| Task details |
Retype every entry exactly, character for character.

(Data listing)
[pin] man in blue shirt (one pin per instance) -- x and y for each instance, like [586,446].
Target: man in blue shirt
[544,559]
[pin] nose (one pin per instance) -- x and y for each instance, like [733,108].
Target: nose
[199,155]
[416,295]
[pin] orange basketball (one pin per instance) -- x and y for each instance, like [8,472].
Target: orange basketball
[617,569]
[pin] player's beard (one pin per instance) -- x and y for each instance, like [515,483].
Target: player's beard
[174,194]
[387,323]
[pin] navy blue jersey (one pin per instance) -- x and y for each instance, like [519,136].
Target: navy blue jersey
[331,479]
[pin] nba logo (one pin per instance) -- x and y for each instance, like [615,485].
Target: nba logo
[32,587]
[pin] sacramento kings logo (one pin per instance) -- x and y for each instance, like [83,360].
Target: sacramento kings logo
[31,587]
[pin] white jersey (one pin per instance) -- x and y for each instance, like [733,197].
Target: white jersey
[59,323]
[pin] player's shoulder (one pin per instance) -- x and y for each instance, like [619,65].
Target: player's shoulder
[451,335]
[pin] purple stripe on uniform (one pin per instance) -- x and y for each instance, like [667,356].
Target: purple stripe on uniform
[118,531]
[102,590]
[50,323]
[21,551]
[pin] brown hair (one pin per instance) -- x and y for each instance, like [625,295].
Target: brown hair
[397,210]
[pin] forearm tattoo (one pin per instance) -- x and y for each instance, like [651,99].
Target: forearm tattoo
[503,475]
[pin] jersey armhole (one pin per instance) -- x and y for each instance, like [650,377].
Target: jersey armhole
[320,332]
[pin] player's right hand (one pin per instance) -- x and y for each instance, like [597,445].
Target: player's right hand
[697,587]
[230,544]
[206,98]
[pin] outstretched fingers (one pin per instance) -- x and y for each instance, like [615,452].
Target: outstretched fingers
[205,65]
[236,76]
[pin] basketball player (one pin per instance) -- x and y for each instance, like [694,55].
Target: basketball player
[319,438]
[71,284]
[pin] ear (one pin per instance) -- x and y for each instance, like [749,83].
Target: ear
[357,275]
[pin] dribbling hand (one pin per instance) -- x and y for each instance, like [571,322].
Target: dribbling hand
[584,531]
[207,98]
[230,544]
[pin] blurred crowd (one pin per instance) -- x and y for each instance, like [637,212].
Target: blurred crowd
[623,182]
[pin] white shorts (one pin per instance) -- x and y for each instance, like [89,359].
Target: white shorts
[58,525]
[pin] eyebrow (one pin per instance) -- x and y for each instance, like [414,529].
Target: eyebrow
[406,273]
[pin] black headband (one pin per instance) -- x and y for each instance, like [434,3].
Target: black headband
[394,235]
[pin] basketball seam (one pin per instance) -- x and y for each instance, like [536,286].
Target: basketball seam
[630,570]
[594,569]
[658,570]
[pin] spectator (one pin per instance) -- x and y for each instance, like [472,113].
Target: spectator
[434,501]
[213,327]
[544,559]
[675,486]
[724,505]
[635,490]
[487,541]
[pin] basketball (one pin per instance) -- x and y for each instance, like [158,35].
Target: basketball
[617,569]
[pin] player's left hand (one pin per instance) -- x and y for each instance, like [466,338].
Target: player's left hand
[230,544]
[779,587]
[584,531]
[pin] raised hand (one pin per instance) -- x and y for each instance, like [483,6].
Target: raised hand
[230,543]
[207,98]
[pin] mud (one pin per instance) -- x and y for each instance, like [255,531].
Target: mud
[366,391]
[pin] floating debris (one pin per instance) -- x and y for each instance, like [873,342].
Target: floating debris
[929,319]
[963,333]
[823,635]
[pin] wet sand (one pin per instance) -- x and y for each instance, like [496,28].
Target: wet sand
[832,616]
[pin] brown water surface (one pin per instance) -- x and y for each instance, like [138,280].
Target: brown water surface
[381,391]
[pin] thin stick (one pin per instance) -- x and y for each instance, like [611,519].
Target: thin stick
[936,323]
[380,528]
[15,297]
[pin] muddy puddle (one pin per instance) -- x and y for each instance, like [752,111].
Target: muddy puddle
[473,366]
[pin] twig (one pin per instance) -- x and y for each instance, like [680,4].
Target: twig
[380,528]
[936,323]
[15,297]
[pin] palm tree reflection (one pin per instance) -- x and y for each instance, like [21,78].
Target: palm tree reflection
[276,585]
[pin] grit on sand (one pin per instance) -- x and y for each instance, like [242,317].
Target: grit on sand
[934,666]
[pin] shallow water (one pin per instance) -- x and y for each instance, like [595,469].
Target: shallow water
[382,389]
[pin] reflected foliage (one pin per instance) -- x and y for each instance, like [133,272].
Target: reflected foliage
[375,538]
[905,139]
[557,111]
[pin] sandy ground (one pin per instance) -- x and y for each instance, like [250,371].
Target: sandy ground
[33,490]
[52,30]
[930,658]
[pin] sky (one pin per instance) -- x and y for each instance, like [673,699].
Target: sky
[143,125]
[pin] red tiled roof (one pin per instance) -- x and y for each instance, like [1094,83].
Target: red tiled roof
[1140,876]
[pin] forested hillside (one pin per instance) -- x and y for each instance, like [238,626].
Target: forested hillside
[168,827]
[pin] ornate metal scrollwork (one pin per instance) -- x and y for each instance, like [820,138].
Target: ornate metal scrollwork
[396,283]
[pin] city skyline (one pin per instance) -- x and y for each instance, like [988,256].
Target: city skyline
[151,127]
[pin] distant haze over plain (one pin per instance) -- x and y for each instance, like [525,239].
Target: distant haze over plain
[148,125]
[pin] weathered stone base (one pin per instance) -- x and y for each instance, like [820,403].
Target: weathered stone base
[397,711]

| Solution for this problem |
[pin] man in blue shirt (one pin per instance) -- x and y for each instance, like [586,446].
Target: man in blue shirt
[544,559]
[pin] nose (one pin per instance) -- x and y for each instance, like [733,108].
Target: nose
[199,155]
[416,295]
[pin] orange basketball (one pin per instance) -- x and y for each instance, like [8,472].
Target: orange basketball
[617,569]
[pin] player's beard (one pin per instance) -- x and y for each instance, like [515,483].
Target: player's beard
[174,194]
[387,323]
[pin] navy blue jersey (one pin per instance) -- x and y for each instance, like [519,136].
Target: navy blue jersey
[331,479]
[pin] nba logo (one pin per instance) -- x and y for each instance, like [615,485].
Target: nba logo
[32,587]
[pin] sacramento kings logo (one pin per instance) -- x and y for each instance, like [83,360].
Target: sacramento kings logo
[31,587]
[pin] white jersey (one pin per instance) -- x and y for each instance, like [733,197].
Target: white jersey
[59,323]
[pin] player's shoulder (one pin per instance) -- x and y for each instance, like [619,65].
Target: player's shoulder
[451,335]
[pin] purple stripe on uniform (one pin per instance) -- x and y for each instance, like [667,356].
Target: purple stripe on uniform
[118,531]
[102,590]
[50,323]
[21,551]
[pin] brown hair (one pin per instance) -- x and y for each instance, like [625,295].
Target: brown hair
[397,210]
[pin] forearm tattoo (one pin per instance) -- x and y for each instance, like [651,99].
Target: forearm tattoo
[503,475]
[pin] jersey armhole (one pin per instance) -- x and y for each instance, like [650,377].
Target: jersey armhole
[320,332]
[pin] player's right hand (one pin per instance) -- x and y for each instance, like [597,445].
Target: player's right hand
[697,587]
[230,544]
[206,98]
[pin] outstretched fingers (one pin per instance) -- x and y for each instance, like [615,452].
Target: outstretched fingers
[205,65]
[236,76]
[pin] basketball player (one pin per instance) -- x and y for each instance, like [694,55].
Target: basketball player
[319,438]
[71,284]
[pin] ear (one pin per instance) -- x and y for each instance, like [749,83].
Target: ear
[357,275]
[pin] dribbling hand (one pin per instance) -- x and y for each instance, like [571,322].
Target: dribbling hand
[584,531]
[207,98]
[230,544]
[pin] blurred crowd (one pin per instance) -- x and y for each instance, like [637,212].
Target: blurred crowd
[623,182]
[pin] white shorts (one pin per instance) -- x and y for each instance, like [89,359].
Target: white shorts
[58,525]
[pin] eyebrow (one pin per instance) -- x and y for each instance, like [414,529].
Target: eyebrow
[406,273]
[pin] black headband (one pin per instance) -- x and y for each instance, like [434,3].
Target: black headband
[394,235]
[pin] basketball seam (one pin per instance) -- x and y for each instance, like [536,286].
Target: basketball seam
[630,570]
[594,569]
[658,570]
[pin] spectator (one pin per instance) -- x and y for each instance, like [472,113].
Target: spectator
[434,501]
[213,327]
[544,559]
[675,486]
[724,505]
[635,490]
[487,541]
[pin] basketball (one pin per instance) -- x and y for each instance, like [158,35].
Target: basketball
[617,569]
[pin] player's left hand (one pin per instance) -- x and y for each instance, like [466,338].
Target: player's left hand
[230,544]
[779,587]
[584,531]
[pin] raised hand (one pin per instance) -- x and y for each instance, like [483,6].
Target: raised hand
[230,543]
[207,98]
[pin] mud (one pin per instance) -- x and y for each instance, like [255,531].
Target: mud
[366,391]
[pin] floating debris (one pin per instance) -- x and y for each instance, like [873,342].
Target: floating debris
[929,319]
[963,333]
[823,635]
[pin] wet sand (one pin per instance) -- x and y for each instance, like [496,28].
Target: wet sand
[832,616]
[pin] brown water surface (one pin per instance) -- x and y for each instance, like [138,280].
Target: brown water surface
[381,391]
[pin] thin stick (one pin per instance) -- x and y for each instance, like [611,519].
Target: thin stick
[936,323]
[380,528]
[15,297]
[pin] muddy puddle (one pin per instance) -- x and y for each instance, like [752,111].
Target: muddy puddle
[473,366]
[pin] twig (one pin per instance) -- x and y for each instance, like [680,4].
Target: twig
[380,528]
[936,323]
[15,297]
[pin] palm tree reflection (one pin per instance) -- x and y for each instance, like [21,78].
Target: palm tree reflection
[276,585]
[pin] grit on sand (one pin per instance) -- x and y for each instance, like [242,317].
Target: grit on sand
[934,666]
[pin] shallow water (one pin per instance) -- x and y for each instance, like [595,469].
Target: shallow water
[382,389]
[pin] reflected foliage (one pin per instance) -- x and y for each instance, like [133,272].
Target: reflected foliage
[375,538]
[905,139]
[557,111]
[pin] sandy ground (one pin per instance) -- x and y for each instance, like [250,371].
Target: sandy ground
[33,490]
[52,30]
[930,658]
[pin] sky (one pin per instance) -- x and y for each instance, like [673,699].
Target: sky
[143,125]
[pin] red tiled roof (one pin per instance) -- x and y for each instance, like [1094,83].
Target: red tiled roof
[1140,876]
[pin] forested hillside (one pin per instance) -- x and y for each instance, like [238,626].
Target: forested hillside
[168,827]
[pin] ornate metal scrollwork (one pin per instance) -- x and y for each instance, like [820,138].
Target: ornate metal scrollwork
[396,283]
[pin] city skyline (one pin per instance) -- x and y for each instance, like [988,256].
Target: city skyline
[151,127]
[pin] distant haze over plain (one pin per instance) -- x and y for each instance, like [525,239].
Target: distant haze over plain
[148,125]
[pin] weathered stone base (one pin per instance) -- x and y for each instance, like [820,403].
Target: weathered stone base
[397,711]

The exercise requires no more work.